SELECTED TEXT section start
Menstruation and Mid-cycle Bleeding: Menstruation is the shedding of the lining of the uterus that had been prepared during the time of ovulation. I think we all know why this is important, as well as any other bleeding that occurs out of ordinary.
Ovulation Sensation: Some women are able to feel twinges or cramping during the time of ovulation, on one particular side or just in the vicinity of the ovaries.
Cervical Changes: The cervix is the neck of the uterus. At the bottom of the cervix is a small opening called the Os. When a woman isn't fertile the os is a closed slit in the shape of an "L." The cervix appears firmer as well. When a woman is fertile the os is open resembling an "O" and much softer and pinker. This is also the time when fertile fluid will be "abundant" as my book likes to put it. Checking for cervical changes is the best way of monitoring one's fertility.
SELECTED TEXT section end
SUPPLIED ENTRIES section start
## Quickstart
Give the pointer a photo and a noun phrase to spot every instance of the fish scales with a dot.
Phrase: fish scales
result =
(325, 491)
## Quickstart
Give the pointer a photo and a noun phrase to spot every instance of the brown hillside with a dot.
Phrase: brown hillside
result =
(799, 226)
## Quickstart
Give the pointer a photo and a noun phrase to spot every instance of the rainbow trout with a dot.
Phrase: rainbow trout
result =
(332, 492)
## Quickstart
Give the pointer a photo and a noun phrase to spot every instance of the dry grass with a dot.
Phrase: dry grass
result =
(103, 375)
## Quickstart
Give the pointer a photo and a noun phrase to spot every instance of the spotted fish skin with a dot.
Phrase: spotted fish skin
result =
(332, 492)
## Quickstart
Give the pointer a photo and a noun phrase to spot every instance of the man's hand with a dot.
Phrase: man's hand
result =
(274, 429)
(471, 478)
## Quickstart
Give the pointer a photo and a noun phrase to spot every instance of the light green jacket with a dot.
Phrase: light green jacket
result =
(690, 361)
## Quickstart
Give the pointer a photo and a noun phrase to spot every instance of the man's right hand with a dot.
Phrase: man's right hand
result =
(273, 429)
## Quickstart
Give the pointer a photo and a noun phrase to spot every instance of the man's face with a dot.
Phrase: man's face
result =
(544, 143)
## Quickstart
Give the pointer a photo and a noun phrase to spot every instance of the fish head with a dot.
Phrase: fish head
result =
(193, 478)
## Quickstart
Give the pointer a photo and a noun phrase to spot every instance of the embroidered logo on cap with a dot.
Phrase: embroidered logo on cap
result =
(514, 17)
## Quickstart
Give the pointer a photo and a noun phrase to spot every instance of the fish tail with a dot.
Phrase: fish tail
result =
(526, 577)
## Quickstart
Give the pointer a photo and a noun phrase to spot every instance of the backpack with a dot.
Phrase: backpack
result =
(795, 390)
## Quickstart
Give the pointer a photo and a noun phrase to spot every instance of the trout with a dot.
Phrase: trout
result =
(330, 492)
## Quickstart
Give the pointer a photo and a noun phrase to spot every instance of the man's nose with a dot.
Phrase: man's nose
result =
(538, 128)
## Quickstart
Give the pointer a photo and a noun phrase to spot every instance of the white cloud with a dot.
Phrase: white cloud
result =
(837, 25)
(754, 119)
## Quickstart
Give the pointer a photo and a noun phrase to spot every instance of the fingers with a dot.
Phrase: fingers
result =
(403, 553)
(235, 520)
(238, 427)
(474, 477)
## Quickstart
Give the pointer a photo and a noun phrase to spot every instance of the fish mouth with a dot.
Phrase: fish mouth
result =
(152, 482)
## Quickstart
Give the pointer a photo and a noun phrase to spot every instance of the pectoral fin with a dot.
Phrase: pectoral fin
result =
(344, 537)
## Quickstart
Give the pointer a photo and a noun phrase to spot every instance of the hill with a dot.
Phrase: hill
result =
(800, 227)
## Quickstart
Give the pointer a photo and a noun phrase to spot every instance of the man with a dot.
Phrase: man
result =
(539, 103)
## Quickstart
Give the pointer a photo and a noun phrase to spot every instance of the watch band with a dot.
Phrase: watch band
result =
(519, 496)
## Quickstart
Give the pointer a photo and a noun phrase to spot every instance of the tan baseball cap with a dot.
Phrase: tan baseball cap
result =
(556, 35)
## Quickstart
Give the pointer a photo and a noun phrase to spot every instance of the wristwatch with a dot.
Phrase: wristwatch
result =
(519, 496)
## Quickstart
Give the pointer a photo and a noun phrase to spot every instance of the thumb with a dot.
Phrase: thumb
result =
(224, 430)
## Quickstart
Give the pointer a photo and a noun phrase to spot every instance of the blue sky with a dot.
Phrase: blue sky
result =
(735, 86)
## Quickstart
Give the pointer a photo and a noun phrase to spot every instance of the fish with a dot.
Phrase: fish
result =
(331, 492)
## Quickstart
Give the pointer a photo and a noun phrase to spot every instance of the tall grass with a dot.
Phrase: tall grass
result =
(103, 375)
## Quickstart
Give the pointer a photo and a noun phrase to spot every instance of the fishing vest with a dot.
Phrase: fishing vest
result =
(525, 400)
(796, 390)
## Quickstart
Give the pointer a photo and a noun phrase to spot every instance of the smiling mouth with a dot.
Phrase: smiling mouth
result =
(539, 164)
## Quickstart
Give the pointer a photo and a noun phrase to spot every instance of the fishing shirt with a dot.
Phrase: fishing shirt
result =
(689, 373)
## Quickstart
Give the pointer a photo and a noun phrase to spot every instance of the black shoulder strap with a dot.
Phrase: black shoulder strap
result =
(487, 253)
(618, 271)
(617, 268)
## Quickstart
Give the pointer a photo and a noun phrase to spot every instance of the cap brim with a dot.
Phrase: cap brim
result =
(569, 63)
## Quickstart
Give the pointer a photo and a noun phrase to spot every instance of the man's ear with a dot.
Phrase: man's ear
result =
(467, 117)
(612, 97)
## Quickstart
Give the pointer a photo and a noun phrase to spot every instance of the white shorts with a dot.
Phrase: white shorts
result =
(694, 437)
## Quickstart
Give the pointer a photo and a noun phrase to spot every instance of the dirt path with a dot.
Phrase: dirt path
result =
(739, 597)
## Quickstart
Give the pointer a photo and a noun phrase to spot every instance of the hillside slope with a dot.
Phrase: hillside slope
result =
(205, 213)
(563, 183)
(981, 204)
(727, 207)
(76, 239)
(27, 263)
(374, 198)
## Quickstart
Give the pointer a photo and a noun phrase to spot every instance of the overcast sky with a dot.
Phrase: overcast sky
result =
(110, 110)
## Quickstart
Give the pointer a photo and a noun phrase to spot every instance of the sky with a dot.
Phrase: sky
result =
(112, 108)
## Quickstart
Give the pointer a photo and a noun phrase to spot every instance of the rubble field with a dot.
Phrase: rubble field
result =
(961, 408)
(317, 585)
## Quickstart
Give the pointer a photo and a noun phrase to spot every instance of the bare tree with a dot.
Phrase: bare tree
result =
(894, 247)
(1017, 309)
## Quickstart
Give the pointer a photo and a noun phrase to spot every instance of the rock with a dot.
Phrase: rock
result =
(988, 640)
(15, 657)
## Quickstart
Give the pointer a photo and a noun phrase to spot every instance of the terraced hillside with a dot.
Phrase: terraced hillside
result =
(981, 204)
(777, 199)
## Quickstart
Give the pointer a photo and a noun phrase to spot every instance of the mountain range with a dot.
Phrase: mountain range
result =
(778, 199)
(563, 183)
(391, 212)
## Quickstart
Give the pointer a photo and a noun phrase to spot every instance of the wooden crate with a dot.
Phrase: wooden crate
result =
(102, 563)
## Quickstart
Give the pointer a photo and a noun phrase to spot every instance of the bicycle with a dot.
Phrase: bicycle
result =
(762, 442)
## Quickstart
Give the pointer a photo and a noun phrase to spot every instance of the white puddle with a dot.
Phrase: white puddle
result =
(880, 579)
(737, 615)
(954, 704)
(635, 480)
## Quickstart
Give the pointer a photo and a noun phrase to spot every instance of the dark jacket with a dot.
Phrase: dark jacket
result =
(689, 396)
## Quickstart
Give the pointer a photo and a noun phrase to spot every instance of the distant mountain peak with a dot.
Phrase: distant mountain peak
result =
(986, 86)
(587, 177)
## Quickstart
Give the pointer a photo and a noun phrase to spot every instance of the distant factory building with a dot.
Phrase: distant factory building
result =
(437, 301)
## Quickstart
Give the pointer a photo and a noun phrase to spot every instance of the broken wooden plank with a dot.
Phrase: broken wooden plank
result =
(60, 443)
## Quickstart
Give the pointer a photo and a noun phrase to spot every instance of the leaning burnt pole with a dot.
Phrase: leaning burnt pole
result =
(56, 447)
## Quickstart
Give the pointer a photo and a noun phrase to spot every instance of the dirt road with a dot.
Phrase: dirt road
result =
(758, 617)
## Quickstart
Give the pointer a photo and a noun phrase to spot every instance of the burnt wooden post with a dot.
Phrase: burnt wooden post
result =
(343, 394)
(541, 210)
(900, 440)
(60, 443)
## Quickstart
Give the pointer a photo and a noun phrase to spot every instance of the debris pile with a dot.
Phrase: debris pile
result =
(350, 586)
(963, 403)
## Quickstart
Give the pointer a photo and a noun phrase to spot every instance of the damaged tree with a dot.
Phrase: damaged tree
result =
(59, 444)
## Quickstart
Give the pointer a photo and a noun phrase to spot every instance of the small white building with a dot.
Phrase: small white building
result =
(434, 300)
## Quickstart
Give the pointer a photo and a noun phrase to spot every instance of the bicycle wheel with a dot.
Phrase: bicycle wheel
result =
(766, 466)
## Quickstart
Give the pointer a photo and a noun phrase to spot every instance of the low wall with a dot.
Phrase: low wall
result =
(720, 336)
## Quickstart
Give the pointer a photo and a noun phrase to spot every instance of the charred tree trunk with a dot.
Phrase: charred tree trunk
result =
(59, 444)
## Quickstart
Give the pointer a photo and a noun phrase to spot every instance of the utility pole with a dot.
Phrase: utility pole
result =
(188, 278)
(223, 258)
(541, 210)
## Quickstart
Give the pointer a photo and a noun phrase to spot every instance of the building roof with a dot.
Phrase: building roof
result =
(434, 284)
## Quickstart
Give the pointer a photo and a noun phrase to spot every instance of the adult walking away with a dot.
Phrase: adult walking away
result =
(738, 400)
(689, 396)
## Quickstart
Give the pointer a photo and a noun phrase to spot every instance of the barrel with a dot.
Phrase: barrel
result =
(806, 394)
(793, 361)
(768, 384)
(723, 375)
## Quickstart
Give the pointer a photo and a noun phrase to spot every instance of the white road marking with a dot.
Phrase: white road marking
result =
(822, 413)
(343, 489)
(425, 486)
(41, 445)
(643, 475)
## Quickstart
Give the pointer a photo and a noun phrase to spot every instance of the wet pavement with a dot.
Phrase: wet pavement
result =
SUPPLIED ENTRIES section end
ACTIVITY 1 » Write out the portion of the text on fertility signs that opens with the words containing "Menstruation and Mid-cycle" and closes with "monitoring one's fertility.".
ACTIVITY 2 » Translate this sentence from the text on fertility signs into Spanish: "At the bottom of the cervix is a small opening called the Os."
ACTIVITY 3 » Give the next part of the text on fertility signs, continuing after its final sentence.
The lines above come from a separate source.

ANSWER 1 »
Menstruation and Mid-cycle Bleeding: Menstruation is the shedding of the lining of the uterus that had been prepared during the time of ovulation. I think we all know why this is important, as well as any other bleeding that occurs out of ordinary.
Ovulation Sensation: Some women are able to feel twinges or cramping during the time of ovulation, on one particular side or just in the vicinity of the ovaries.
Cervical Changes: The cervix is the neck of the uterus. At the bottom of the cervix is a small opening called the Os. When a woman isn't fertile the os is a closed slit in the shape of an "L." The cervix appears firmer as well. When a woman is fertile the os is open resembling an "O" and much softer and pinker. This is also the time when fertile fluid will be "abundant" as my book likes to put it. Checking for cervical changes is the best way of monitoring one's fertility.

ANSWER 2 » En la parte inferior del cuello uterino hay una pequeña abertura llamada Os.

ANSWER 3 »
Fertile Mucus: There are two ways of monitoring fertile fluid: touch and microscopically. During non-fertile days the fluid will be dry,thin, tacky, sticky, white-ish, or have a lotion-like consistency. When fertile the fluid is stringy, stretchy, clear, wetter, and having a consistency like egg whites. This is the second best method of checking for ovulation. The third best way of monitoring fertility is to use a fertility lens or any microscope with a 50x magnification and to look for the "ferning" pattern in the cervical mucus or even saliva. On non-fertile days the pattern will resemble a "beads."
Ovulation-Predictor Kit: OPKs test for the LH surge in the urine. When the test is positive, depending on your age and the kit, you have 24-48 hours before ovulation. This should not be the only method of determining ovulation.
Mood, Appetite, Breast, and Sex Drive Changes: These small factors can also be signals of ovulations and menstruation. Anything helps!
Food Cravings: The well-known "symptom" of pregnancy is often overlooked throughout the months before conception. These cravings can signify a need for certain nutrients depending on what part of her cycle a woman is in.
Dreams: Some women have reported highly sexual or vivid dreams during ovulation.
Sleep: Sleep patterns can not only affect certain aspects of charting, but can also be altered by the hormonal changes in a woman's body throughout her cycles.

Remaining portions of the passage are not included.